Read the data below. Then repeat all of it exactly.
--- Material for this task ---
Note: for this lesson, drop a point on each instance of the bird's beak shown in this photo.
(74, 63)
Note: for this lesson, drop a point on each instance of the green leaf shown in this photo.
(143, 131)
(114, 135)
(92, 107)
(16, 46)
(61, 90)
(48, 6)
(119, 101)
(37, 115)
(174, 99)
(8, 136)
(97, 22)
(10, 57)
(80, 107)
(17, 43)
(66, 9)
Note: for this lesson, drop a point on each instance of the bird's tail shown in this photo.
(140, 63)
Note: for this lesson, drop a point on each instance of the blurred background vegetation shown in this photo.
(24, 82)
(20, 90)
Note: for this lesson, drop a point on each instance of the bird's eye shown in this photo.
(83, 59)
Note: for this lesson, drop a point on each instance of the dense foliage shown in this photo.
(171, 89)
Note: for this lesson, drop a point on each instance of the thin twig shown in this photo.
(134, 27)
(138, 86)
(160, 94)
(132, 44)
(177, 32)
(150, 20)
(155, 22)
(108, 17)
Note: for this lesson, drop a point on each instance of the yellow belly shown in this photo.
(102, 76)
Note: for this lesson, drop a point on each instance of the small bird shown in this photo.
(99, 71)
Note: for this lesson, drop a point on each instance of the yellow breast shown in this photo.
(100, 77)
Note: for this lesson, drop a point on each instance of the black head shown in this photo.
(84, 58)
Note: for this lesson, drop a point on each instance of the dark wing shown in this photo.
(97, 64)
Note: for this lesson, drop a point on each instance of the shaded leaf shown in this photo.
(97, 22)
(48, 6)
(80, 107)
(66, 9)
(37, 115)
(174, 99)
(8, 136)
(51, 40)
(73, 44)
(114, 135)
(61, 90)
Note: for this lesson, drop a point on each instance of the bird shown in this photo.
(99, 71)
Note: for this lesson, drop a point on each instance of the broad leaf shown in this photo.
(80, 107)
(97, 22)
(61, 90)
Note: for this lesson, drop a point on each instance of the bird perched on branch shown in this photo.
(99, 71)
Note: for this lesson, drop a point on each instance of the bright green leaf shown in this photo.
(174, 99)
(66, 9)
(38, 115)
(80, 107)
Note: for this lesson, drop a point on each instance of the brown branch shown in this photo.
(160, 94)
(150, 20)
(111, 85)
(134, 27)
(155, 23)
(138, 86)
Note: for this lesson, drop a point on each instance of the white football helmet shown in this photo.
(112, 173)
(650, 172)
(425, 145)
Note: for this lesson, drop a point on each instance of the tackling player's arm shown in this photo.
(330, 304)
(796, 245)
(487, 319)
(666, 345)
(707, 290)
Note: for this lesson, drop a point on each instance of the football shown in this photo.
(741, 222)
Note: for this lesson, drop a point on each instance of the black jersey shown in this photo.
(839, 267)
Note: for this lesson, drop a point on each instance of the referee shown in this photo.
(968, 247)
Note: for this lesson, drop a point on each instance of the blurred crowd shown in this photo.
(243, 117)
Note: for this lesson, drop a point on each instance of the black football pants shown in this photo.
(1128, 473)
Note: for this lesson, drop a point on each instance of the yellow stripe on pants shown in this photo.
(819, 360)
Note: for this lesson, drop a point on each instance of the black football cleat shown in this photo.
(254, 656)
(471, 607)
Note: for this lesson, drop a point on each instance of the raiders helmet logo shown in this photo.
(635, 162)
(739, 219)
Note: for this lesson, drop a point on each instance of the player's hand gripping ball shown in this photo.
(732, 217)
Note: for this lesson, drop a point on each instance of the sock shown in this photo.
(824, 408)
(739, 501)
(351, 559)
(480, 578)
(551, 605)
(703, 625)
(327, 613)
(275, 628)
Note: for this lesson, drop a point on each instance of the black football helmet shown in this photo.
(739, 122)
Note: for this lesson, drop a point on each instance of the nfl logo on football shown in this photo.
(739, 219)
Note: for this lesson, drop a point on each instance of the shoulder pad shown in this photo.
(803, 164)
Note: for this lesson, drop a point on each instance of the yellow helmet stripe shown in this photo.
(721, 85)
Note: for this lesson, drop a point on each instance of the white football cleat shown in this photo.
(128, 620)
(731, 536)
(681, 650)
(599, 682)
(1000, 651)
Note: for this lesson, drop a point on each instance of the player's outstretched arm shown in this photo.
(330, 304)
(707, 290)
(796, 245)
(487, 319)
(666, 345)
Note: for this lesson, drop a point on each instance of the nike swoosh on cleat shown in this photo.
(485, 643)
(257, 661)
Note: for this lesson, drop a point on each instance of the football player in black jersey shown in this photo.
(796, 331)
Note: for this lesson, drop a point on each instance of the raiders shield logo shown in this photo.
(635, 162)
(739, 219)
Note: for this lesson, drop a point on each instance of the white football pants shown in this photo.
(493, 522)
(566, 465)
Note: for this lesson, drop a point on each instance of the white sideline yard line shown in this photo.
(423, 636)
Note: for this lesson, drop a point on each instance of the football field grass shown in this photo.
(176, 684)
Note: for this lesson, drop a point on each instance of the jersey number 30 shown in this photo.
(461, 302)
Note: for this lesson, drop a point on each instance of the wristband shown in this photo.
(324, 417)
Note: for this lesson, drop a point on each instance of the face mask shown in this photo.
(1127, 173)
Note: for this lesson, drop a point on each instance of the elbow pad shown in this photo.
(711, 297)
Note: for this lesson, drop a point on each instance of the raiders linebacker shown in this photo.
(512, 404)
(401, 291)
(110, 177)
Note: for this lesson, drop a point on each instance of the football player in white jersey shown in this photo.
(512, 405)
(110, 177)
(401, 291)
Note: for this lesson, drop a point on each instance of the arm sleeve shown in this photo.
---
Answer box
Note: for this lesson, drop a point on each instance of the bird's beak shown in this photo.
(74, 63)
Note: for this lesson, drop a point on each instance of the green leaf shown in this photo.
(143, 131)
(114, 135)
(92, 107)
(16, 46)
(61, 90)
(48, 6)
(119, 101)
(37, 115)
(174, 99)
(8, 136)
(97, 22)
(10, 57)
(80, 107)
(17, 43)
(66, 9)
Note: for this lesson, drop a point on each instance of the bird's tail shown in this photo.
(140, 63)
Note: for this lesson, drop a point on each instance of the blurred background vegetation shown in this photo.
(24, 82)
(20, 90)
Note: for this lesson, drop a point on each instance of the bird's eye shown in this photo.
(83, 59)
Note: for this lesson, drop a point on each instance of the dense foliage shown in this photo.
(171, 89)
Note: for this lesson, drop a point on each instance of the thin twig shown in this photo.
(134, 27)
(138, 86)
(160, 94)
(132, 44)
(177, 32)
(150, 20)
(155, 22)
(108, 17)
Note: for this lesson, drop a point on each instance of the yellow belly shown in this photo.
(102, 76)
Note: for this lesson, drop a point on each instance of the small bird shown in this photo.
(99, 71)
Note: for this lesson, drop a point on each instance of the yellow breast shown in this photo.
(100, 77)
Note: for this lesson, drop a point on each instance of the black head shown in this photo.
(84, 58)
Note: for this lesson, drop a point on each instance of the dark wing shown in this photo.
(97, 64)
Note: for this lesson, drop a point on each instance of the shaded leaf shown in this photo.
(97, 22)
(48, 6)
(80, 107)
(66, 9)
(37, 115)
(174, 99)
(8, 136)
(51, 40)
(73, 44)
(114, 135)
(61, 90)
Note: for this lesson, drop a point on each instance of the bird shown in this photo.
(99, 71)
Note: for this lesson, drop a point on each instance of the broad leaf shown in this photo.
(80, 107)
(97, 22)
(61, 90)
Note: for this lesson, drop a point on each instance of the bird perched on branch shown in this photo.
(99, 71)
Note: for this lesson, drop a point on each instance of the bright green leaf shown in this photo.
(174, 99)
(66, 9)
(38, 115)
(80, 107)
Note: for this lesson, drop a point on each instance of the brown branch shown in this photo.
(160, 94)
(150, 20)
(111, 85)
(134, 27)
(155, 23)
(138, 86)
Note: for this lesson, drop a point on each instance of the white football helmet shown in this photo.
(112, 173)
(650, 172)
(425, 145)
Note: for this lesson, drop a point on each instance of the tackling player's arm shown in this photo.
(330, 304)
(796, 245)
(487, 319)
(666, 345)
(707, 290)
Note: for this lesson, drop a point on each instance of the football shown in this photo.
(741, 222)
Note: for this lesson, drop a point on each instance of the black jersey shown in this photo.
(839, 267)
Note: for this lesson, drop a point on each instance of the referee shown in this photo.
(968, 247)
Note: for this lesson, drop a point on each instance of the blurred crowd shown in this photo.
(243, 117)
Note: for this lesson, drop a point on each instance of the black football pants shown in this photo.
(1128, 473)
Note: for this lesson, drop a point on each instance of the yellow stripe on pants shown in this photo.
(819, 360)
Note: for this lesson, drop a point on each instance of the black football cleat shown in this photo.
(254, 656)
(471, 607)
Note: for this lesson, drop a point on each instance of the raiders helmet logo shown in this photo.
(635, 162)
(739, 219)
Note: for this lesson, drop a point on each instance of the player's hand gripping ball shown in this photo.
(732, 217)
Note: for this lesson, drop a point on each instance of the sock shown in this photo.
(824, 408)
(739, 501)
(351, 559)
(480, 578)
(551, 605)
(703, 625)
(327, 613)
(275, 628)
Note: for this lesson, drop a point on each instance of the black football helmet shown in this photo.
(739, 122)
Note: for this lesson, drop a point on each instance of the nfl logo on football shown in this photo.
(739, 219)
Note: for this lesson, drop a point on each instance of the shoulder pad shown in this photo.
(803, 164)
Note: for this lesson, drop a point on each instance of the yellow helmet stripe shown in this photo.
(721, 85)
Note: for this lesson, drop a point on each instance of the white football cleat shown in this photo.
(128, 620)
(731, 536)
(681, 650)
(599, 682)
(1000, 651)
Note: for this lesson, drop a point on each instance of the player's outstretched arm shown in this photo.
(330, 304)
(707, 290)
(796, 245)
(487, 319)
(666, 345)
Note: for this lesson, drop a point on each instance of the nike swoosh on cleat shown in this photo.
(485, 643)
(257, 661)
Note: for this lesson, drop a point on each instance of the football player in black jersey shown in this photo.
(796, 331)
Note: for this lesson, drop a point on each instance of the raiders shield logo shown in this photo.
(635, 162)
(739, 219)
Note: for this lesson, drop a point on each instance of the white football pants shown in this photo.
(493, 522)
(566, 465)
Note: for this lesson, drop a point on each instance of the white sideline yard line shown in this photo.
(423, 636)
Note: for this lesson, drop a point on each instance of the football field grass shown in this photo.
(176, 684)
Note: for this lesson, drop a point on each instance of the jersey number 30 shown in this photo.
(461, 302)
Note: for this lesson, drop a point on each instance of the wristband shown in this photo.
(324, 417)
Note: for this lesson, drop a point on each instance of the face mask shown in this photo.
(1127, 173)
Note: for this lesson, drop a point on each instance of the elbow pad shown in this photo.
(711, 297)
Note: for this lesson, drop a point on each instance of the raiders linebacker shown in this photo.
(512, 404)
(401, 291)
(110, 177)
Note: for this lesson, drop a point on each instance of the football player in white jersey shown in this photo.
(512, 405)
(110, 177)
(401, 291)
Note: for this lesson, drop a point on each instance of the arm sleeve shown in this photo.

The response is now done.